> _REQUIREMENTS_:
[A] In the forum post about writers and pay, what year was Robert L. Patten's book on Dickens and his publishers published?
[B] Rewrite the part of the forum post about writers and pay starting at "beans on tables" and ending at "in the end.", swapping "online magazines" for "web magazines".
[C] Extend the forum post about writers and pay by continuing it from where it stops.

Perhaps some quotes instead:
The salary, moreover, did not pay me for the labor which I was forced to bestow. _-- E A Poe on ceasing to write for the Graham's Magazine
Income is the natural and rational gauge and measure of respectability. -- Ambrose Bierce
Write without pay until somebody offers pay. If nobody offers within three years, the candidate may look upon this circumstance with the most implicit confidence as the sign that sawing wood is what he was intended for. -- Mark Twain, or perhaps his comment: Virtue has never been as respectable as money.
Robert L. Patten tells us in his seminal 1978 Charles Dickens and His Publishers: Of course Dickens wrote for money. He had to. Gissing's New Grub Street provides a grim reminder of the fate reserved for writers who, like Dickens, had no prospect of inheriting or marrying wealth. Dickens's writing was his means of livelihood.
beans on tables
[This message has been edited by hoptoad (edited June 12, 2006).]
I think what people are objecting to is your non sequitur logic. You first mention online magazines without solvency. You then draw the conclusion that such a need is what made Poe and Dickens write, or for them to be "as sharp as they were." But your assertion really has nothing to do with writers, but publishers. Because many of these online markets DO pay writers, even while not maintaining solvency. At least, they pay the same if not better rates than their print brothers and sisters. Spaceman's claim is that, were Twain still alive, he probably wouldn't care where his check came from -- as long as it came, in the end.
Online publisher = few beans
Print publisher = lottsa beans
The point, in my opinion, has nothing to do with online/hard copy and everything to do with how many beans DO you get?

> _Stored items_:

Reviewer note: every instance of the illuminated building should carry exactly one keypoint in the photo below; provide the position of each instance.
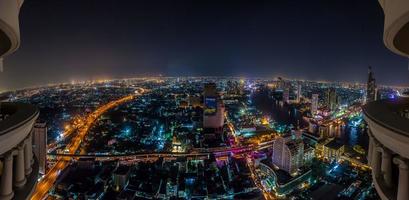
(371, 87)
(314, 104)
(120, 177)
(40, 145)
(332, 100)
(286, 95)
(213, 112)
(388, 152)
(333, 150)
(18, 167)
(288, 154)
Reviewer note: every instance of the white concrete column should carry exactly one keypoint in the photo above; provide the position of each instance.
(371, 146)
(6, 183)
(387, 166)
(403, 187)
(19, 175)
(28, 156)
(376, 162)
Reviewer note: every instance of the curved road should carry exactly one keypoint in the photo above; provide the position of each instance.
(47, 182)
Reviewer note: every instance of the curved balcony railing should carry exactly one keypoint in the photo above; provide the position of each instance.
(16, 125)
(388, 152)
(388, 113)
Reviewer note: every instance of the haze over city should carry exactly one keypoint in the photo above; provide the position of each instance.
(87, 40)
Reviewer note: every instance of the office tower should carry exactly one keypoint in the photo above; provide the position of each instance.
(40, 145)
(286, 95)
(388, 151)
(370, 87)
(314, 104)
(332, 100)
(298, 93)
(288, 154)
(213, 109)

--

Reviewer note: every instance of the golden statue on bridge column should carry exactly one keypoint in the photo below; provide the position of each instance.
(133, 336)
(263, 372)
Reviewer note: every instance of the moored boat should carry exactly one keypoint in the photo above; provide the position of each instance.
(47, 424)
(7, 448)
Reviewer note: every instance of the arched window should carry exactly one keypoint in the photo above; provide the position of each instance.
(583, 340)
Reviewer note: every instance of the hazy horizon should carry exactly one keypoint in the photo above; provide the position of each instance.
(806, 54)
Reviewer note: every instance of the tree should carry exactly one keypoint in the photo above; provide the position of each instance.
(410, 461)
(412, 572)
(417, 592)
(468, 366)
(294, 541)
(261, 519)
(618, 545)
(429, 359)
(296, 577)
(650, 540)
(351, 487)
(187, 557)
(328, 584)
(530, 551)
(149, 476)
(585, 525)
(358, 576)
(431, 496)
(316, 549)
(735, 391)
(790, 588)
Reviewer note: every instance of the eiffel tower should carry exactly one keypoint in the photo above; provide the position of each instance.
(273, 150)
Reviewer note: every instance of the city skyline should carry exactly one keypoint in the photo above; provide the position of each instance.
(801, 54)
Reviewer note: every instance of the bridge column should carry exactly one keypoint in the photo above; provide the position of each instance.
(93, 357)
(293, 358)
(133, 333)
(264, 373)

> _RESPONSES PER TASK_:
[A] 1978

[B]
beans on tables
[This message has been edited by hoptoad (edited June 12, 2006).]
I think what people are objecting to is your non sequitur logic. You first mention web magazines without solvency. You then draw the conclusion that such a need is what made Poe and Dickens write, or for them to be "as sharp as they were." But your assertion really has nothing to do with writers, but publishers. Because many of these online markets DO pay writers, even while not maintaining solvency. At least, they pay the same if not better rates than their print brothers and sisters. Spaceman's claim is that, were Twain still alive, he probably wouldn't care where his check came from -- as long as it came, in the end.

[C]
At this point in time, because of the costs associated with print publishing, I believe there is a perception that print publishers have higher standards because they MUST recoup their expenses, so the darned story had better stimulate sales.
(What *is* the going rate for an SF novel these days? Phew, it's been so long since I marketed anything in this direction I've lost touch with the market.)
Rahl: congratulations on your recent sale.
I was not spouting non-sequiturs.
competition = survival of fittest
online mags = little competition
there is a corellation.
If you don't have to write for beans, you are missing an important driving force.
There are other driving forces, sure, but none that will sharpen you up quicker than getting hungry, a truism for which -- I believe -- Twain, Poe, Bierce and Dickens can vouch.
You know Dickens once tried to start a society for Professional writers in order to counterract the 'amateurish' work produced by those writing under the 'protection' of patrons. The society was especially disposed to introduce rates at which professional writers should be paid and standards they should reach. The relevance is that he believed that patronage offered a 'soft' environment for writers and the result was 'amateurish' work. Competition in the commercial world, Dickens was convinced, made a writer more professional.
PS: Elan statements seem to be on my wavelength.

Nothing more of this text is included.